Task details
Write out the records again exactly and exclude the pictures.

Given records

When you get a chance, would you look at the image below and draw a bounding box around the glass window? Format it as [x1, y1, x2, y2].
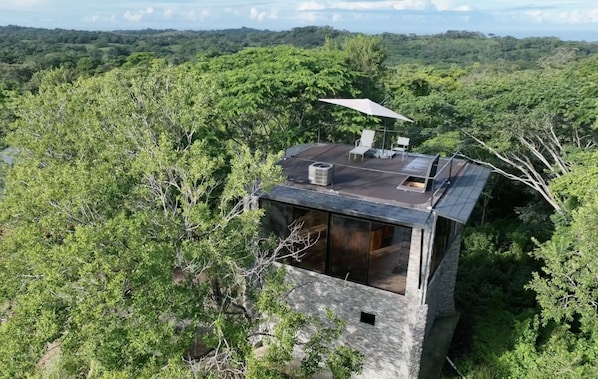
[329, 215, 370, 284]
[292, 208, 328, 273]
[261, 200, 293, 238]
[368, 223, 411, 294]
[261, 200, 327, 273]
[262, 200, 412, 295]
[429, 216, 457, 279]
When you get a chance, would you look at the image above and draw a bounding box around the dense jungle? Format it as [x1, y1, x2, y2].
[0, 25, 597, 378]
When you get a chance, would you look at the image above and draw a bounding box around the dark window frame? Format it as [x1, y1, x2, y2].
[428, 216, 459, 281]
[261, 199, 412, 295]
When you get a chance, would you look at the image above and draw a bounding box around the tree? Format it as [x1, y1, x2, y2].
[0, 62, 362, 378]
[458, 57, 598, 213]
[194, 45, 360, 152]
[340, 34, 387, 100]
[528, 149, 598, 335]
[491, 148, 598, 378]
[385, 64, 467, 151]
[383, 56, 598, 378]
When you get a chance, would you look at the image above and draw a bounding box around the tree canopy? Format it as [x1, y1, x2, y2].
[0, 25, 597, 379]
[0, 59, 363, 378]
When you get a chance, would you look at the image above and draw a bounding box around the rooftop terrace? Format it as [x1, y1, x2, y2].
[266, 143, 491, 226]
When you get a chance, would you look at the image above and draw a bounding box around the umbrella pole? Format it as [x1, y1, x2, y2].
[381, 119, 389, 157]
[318, 124, 321, 143]
[382, 126, 386, 154]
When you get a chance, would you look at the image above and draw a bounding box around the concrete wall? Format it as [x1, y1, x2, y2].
[280, 264, 429, 378]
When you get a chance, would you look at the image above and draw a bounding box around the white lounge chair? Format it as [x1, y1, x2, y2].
[391, 136, 410, 160]
[349, 129, 375, 161]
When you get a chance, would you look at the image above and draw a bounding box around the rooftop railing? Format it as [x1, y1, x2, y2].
[428, 149, 461, 209]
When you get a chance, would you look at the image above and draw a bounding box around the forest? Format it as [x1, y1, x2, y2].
[0, 26, 597, 378]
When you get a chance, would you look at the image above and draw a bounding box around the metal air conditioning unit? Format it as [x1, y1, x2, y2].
[308, 162, 334, 186]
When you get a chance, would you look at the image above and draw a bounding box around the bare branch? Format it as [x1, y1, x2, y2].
[465, 132, 563, 212]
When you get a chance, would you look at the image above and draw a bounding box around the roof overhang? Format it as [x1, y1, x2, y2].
[262, 185, 434, 229]
[433, 163, 492, 223]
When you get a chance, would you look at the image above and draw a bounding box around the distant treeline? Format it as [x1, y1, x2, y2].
[1, 24, 598, 91]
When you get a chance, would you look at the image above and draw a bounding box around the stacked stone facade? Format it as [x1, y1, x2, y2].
[263, 143, 491, 377]
[279, 221, 464, 378]
[281, 264, 428, 378]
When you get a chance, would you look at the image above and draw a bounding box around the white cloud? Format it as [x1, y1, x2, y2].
[0, 0, 596, 40]
[222, 7, 241, 17]
[249, 7, 278, 22]
[295, 0, 589, 15]
[388, 1, 432, 11]
[85, 13, 115, 25]
[123, 7, 154, 22]
[523, 8, 598, 24]
[297, 1, 327, 11]
[163, 8, 176, 19]
[0, 0, 47, 11]
[453, 6, 472, 11]
[250, 7, 267, 21]
[270, 10, 279, 20]
[297, 1, 433, 12]
[296, 11, 322, 23]
[431, 0, 467, 11]
[183, 8, 212, 22]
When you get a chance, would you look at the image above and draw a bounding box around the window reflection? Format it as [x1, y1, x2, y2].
[293, 208, 327, 273]
[429, 216, 458, 280]
[368, 223, 412, 294]
[329, 215, 369, 284]
[262, 199, 412, 295]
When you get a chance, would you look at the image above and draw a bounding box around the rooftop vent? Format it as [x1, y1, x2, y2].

Result below
When you get a chance, would you look at the image below and draw a bounding box around the glass window? Format it as [x1, y1, x2, y2].
[329, 215, 370, 284]
[292, 208, 328, 273]
[261, 200, 293, 238]
[368, 223, 411, 294]
[261, 200, 327, 273]
[262, 200, 412, 295]
[429, 216, 457, 279]
When you get a chance, would you look at the image above and draw a bounding box around the dense jungle? Format it as [x1, y1, x2, y2].
[0, 25, 597, 378]
When you get a chance, would you look at the image above and draw a bounding box around the dark window frame? Format it as [x1, y1, x2, y2].
[428, 216, 459, 281]
[261, 199, 412, 295]
When you get a chance, would you look at the image above and draw a bounding box around the tree? Format it as [x1, y1, x2, y2].
[0, 62, 362, 378]
[458, 57, 598, 213]
[194, 45, 360, 152]
[340, 34, 387, 100]
[528, 149, 598, 335]
[491, 148, 598, 378]
[385, 64, 467, 151]
[383, 56, 598, 378]
When you get a chance, would you look at the image above and draw a bounding box around the tree canopy? Format it as [x1, y1, x2, y2].
[0, 25, 597, 379]
[0, 59, 363, 378]
When you get a chance, would you look at the image above and draw a bounding box around the rooftop terrace? Format it as [x1, y1, x2, y2].
[266, 143, 491, 226]
When you get a chance, would you look at the image above and draw a bounding box around the umbrella pole? Format it as [x1, y1, x2, y2].
[381, 119, 389, 157]
[318, 124, 321, 143]
[382, 126, 386, 154]
When you get a chance, would you look at the image above and draw a bounding box around the concrete wall? Format it as [x1, y1, x2, y2].
[280, 264, 429, 378]
When you get a chance, would you look at the image above and draw a bounding box around the white lounge chair? Format it as [x1, y1, x2, y2].
[391, 136, 410, 160]
[349, 129, 375, 161]
When you get a chance, would you look at the image above and draw a bounding box around the rooftop railing? Format it as [x1, y1, x2, y2].
[428, 149, 461, 209]
When you get a chance, would you look at the image above and draw a bounding box around the forest? Format it as [x1, y1, x2, y2].
[0, 26, 597, 378]
When you get a chance, would you look at the image above and draw a bounding box around the metal air conditioning unit? Format it as [x1, y1, x2, y2].
[308, 162, 334, 186]
When you get a chance, would you look at the image above and draw a bounding box around the bare branch? Format it as [x1, y1, x2, y2].
[465, 132, 563, 212]
When you get a chance, would you look at the image above and draw a bounding box around the roof overhang? Format it as [x1, y1, x2, y2].
[262, 185, 434, 229]
[433, 163, 492, 223]
When you get a chance, would you look at the image above and draw a bounding box around the distant treeline? Format it as [x1, y1, x2, y2].
[1, 24, 598, 91]
When you get a chance, would you look at the image above and draw a bounding box around the stacked stone facade? Format it as [x1, y1, x2, y2].
[263, 143, 491, 377]
[279, 221, 464, 378]
[281, 264, 428, 378]
When you get a chance, would you look at the image above and draw a bounding box around the white cloud? Format it as [x1, y1, x2, y2].
[0, 0, 596, 40]
[222, 7, 241, 17]
[249, 7, 278, 22]
[295, 0, 589, 15]
[388, 1, 432, 11]
[85, 13, 115, 25]
[123, 7, 154, 22]
[523, 8, 598, 24]
[297, 1, 327, 11]
[163, 8, 176, 19]
[0, 0, 47, 11]
[453, 6, 472, 11]
[250, 7, 267, 21]
[270, 10, 279, 20]
[297, 1, 433, 12]
[296, 11, 322, 23]
[431, 0, 467, 11]
[183, 8, 212, 22]
When you get a chance, would you look at the image above and draw a bounding box around the window reflection? Format it as [x1, y1, x2, y2].
[293, 208, 327, 273]
[429, 216, 458, 280]
[368, 223, 412, 294]
[329, 215, 369, 284]
[262, 199, 412, 295]
When you get a chance, would you look at the image above and draw a bounding box around the rooftop vent? Format it as [x1, y1, x2, y2].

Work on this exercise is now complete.